● **Extracted text**
··········
A DSF is an approximation of an ideal waveform (such as SAW or SQUARE) that uses trig identities to approximate the wave up to a given number of harmonics.

All periodic sound can be represented a Fourier series of individual sine and cosine waves. This infinite series can be truncated to produce a wave with a given number of harmonics. (see: Bandlimited Oscillator) This truncated sum may have a "closed form" solution when trig identities can be used to reduce the sum to a single term. This makes it more efficient to implement than Additive Synthesis.

Like the basic BLIT algorithm, DSF has limitations when it comes to smoothly changing/glissing frequencies the number of harmonics in a DSF formula is an integer value. When trying to render a glissando with a DSF the harmonics entering and leaving the sound can be heard as abrupt steps.

# example

The following is a summary of an example presented in *Computer
Music* by Dodge and Jerse:

A band-limited pulse wave with `N`

harmonics can be
constructed with the formula:

$ y(t) = \frac {A} {N} \sum_{k=1}^{N} cos(2 \pi kf_ot) $

This sum can be reduced to the following "closed form" DSF:

$ y(t) = \frac {A} {2N} [\frac {sin((2N+1) \pi f_ot)} {sin(\pi f_o t)} -1]$

An implementation using the bottom form will need to account for the case where the denominator goes to zero. For this case the formula above can be re-written with cosines:

$ y(t) = \frac {A} {2N} [\frac {(2N+1) cos((2N+1) \pi f_ot)} {cos(\pi f_o t)} - 1] $
··········
Records for location labeling:
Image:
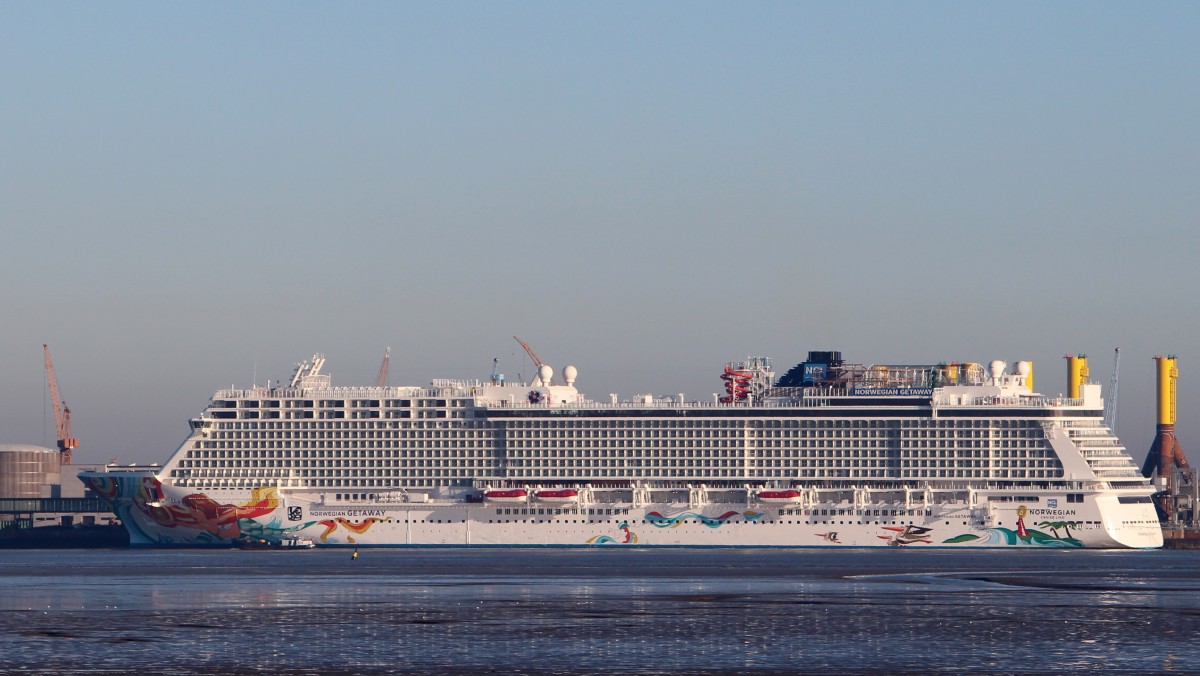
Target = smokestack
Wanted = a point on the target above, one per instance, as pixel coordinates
(1077, 372)
(1165, 454)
··········
● **Written instruction 1**
Write out the stretch of the text on DSF oscillators from "All periodic sound" through "as abrupt steps.".
● **Written instruction 2**
Give every line of the location labeling records again word for word, omitting the pictures.

● **Response 1**
All periodic sound can be represented a Fourier series of individual sine and cosine waves. This infinite series can be truncated to produce a wave with a given number of harmonics. (see: Bandlimited Oscillator) This truncated sum may have a "closed form" solution when trig identities can be used to reduce the sum to a single term. This makes it more efficient to implement than Additive Synthesis.

Like the basic BLIT algorithm, DSF has limitations when it comes to smoothly changing/glissing frequencies the number of harmonics in a DSF formula is an integer value. When trying to render a glissando with a DSF the harmonics entering and leaving the sound can be heard as abrupt steps.

● **Response 2**
Image:
Target = smokestack
Wanted = a point on the target above, one per instance, as pixel coordinates
(1077, 372)
(1165, 454)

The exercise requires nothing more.